-- Begin --

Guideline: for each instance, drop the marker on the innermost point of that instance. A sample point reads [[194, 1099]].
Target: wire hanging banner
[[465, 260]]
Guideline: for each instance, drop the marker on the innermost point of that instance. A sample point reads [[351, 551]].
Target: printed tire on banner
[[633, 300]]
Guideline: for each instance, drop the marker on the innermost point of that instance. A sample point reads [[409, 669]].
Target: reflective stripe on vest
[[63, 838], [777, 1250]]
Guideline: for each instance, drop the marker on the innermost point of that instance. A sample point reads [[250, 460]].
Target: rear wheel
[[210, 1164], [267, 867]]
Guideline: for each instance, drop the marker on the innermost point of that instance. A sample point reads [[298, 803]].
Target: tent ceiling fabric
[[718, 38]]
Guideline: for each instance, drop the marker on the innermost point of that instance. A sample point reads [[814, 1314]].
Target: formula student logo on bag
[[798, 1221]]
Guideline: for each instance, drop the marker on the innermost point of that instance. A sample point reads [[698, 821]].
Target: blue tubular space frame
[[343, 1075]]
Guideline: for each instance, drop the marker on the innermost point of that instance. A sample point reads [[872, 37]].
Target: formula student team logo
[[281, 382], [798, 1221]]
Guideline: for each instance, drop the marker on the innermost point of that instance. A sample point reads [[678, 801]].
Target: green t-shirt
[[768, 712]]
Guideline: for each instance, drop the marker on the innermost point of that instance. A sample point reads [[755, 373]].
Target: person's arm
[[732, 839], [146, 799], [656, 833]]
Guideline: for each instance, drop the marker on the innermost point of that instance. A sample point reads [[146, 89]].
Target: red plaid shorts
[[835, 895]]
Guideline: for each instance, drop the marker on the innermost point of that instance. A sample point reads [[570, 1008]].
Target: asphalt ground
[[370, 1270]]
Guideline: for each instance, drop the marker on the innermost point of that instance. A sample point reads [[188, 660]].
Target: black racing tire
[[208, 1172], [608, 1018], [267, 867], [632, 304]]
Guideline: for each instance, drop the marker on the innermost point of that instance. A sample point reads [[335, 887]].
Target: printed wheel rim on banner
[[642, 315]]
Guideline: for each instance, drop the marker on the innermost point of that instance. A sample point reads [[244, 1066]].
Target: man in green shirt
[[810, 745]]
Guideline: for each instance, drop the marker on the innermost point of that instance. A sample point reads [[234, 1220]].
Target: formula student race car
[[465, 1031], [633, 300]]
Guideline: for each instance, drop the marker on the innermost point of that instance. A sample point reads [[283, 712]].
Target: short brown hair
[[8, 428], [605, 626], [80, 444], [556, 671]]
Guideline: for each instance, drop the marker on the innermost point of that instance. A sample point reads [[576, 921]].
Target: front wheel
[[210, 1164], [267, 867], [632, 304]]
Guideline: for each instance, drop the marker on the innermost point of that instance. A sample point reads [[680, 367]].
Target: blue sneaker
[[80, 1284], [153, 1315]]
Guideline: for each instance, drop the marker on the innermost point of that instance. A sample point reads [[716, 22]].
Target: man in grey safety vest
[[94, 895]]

-- End --

** Your instructions **
Copy all of the records above word for word, without changing anything.

** Full output **
Guideline: for each instance, drop the marker on the innermost point of that instance. A sample point reads [[194, 1099]].
Target: wire hanging banner
[[465, 260]]
Guideline: for each instance, drop the marker on the innermost point of that instance. A sample point reads [[351, 551]].
Target: printed tire on banner
[[633, 300]]
Guideline: for each instance, drop the marker on the innermost point of that instance. A sample point reads [[409, 669]].
Target: reflective stripe on vest
[[63, 838], [777, 1250]]
Guideline: for each instance, drop the marker on the innermost point of that instance. A sample point reads [[250, 460]].
Target: rear wheel
[[210, 1164], [267, 867]]
Guideline: for each instance, drop the marker on the innermost point of that instance. A sample point reads [[298, 803]].
Target: tent ceiling fabric
[[718, 38]]
Guideline: for each instance, drop the marker on the innermost point of that instance. A sample point reads [[814, 1314]].
Target: formula student logo on bag
[[798, 1221]]
Guideline: for each instance, drop the marker on the innermost point of that instance. A sample point reads [[698, 821]].
Target: blue tubular space frame
[[343, 1075]]
Guideline: for each instance, drop the marker on the innermost point of that instance. A sample point reads [[872, 37]].
Target: formula student team logo
[[281, 382], [798, 1221]]
Guideline: for each instance, drop the marker on the innermost point of that instance. A sample point reads [[678, 801]].
Target: green t-shirt
[[768, 712]]
Guideline: for each instance, drop the marker on the innermost point of that instance. A sample point reads [[755, 373]].
Target: person's arm
[[732, 839], [146, 799], [656, 833]]
Guideline: for each instance, drop the marker on the innermost point of that instance. A sample point reads [[146, 89]].
Target: red plaid shorts
[[835, 895]]
Guideline: for each instance, drop the marker on the innermost point of that instance. A sample point reads [[570, 1008]].
Target: asphalt ground
[[370, 1270]]
Guideline: for each instance, drop the marker on the innermost point of that instance. A sample point reads [[188, 660]].
Target: black racing tire
[[208, 1172], [608, 1018], [267, 867], [632, 304]]
Guideline: for each instance, drop the marker on the innermost point of that instance. A sample point reads [[335, 887]].
Target: printed wheel rim on banner
[[642, 315]]
Guideline: for each instance, drop the marker on the innermost point of that instance. A sample point reads [[244, 1066]].
Target: man in green shirt
[[810, 745]]
Guideline: for each instance, drop the marker on the innermost point of that instance. A sample point reads [[234, 1220]].
Target: formula student race car
[[465, 1031], [633, 300]]
Guideline: for each instance, drop the marker on the innermost point of that instance. A sample point reads [[283, 712]].
Target: short brown hair
[[8, 428], [605, 626], [80, 444], [556, 671]]
Guideline: for each instance, drop the marker on the innermost point of that instance. A sample point reads [[576, 921]].
Target: front wheel
[[210, 1164], [267, 867], [632, 304]]
Guideline: for each instance, drop the marker on the innermost point of that instance. A sample point reads [[680, 367]].
Target: blue sneaker
[[80, 1284], [153, 1315]]
Guideline: for each instance, drop the marker on the innermost point of that instance. A sample point reads [[716, 22]].
Target: man in grey safety vest
[[94, 895]]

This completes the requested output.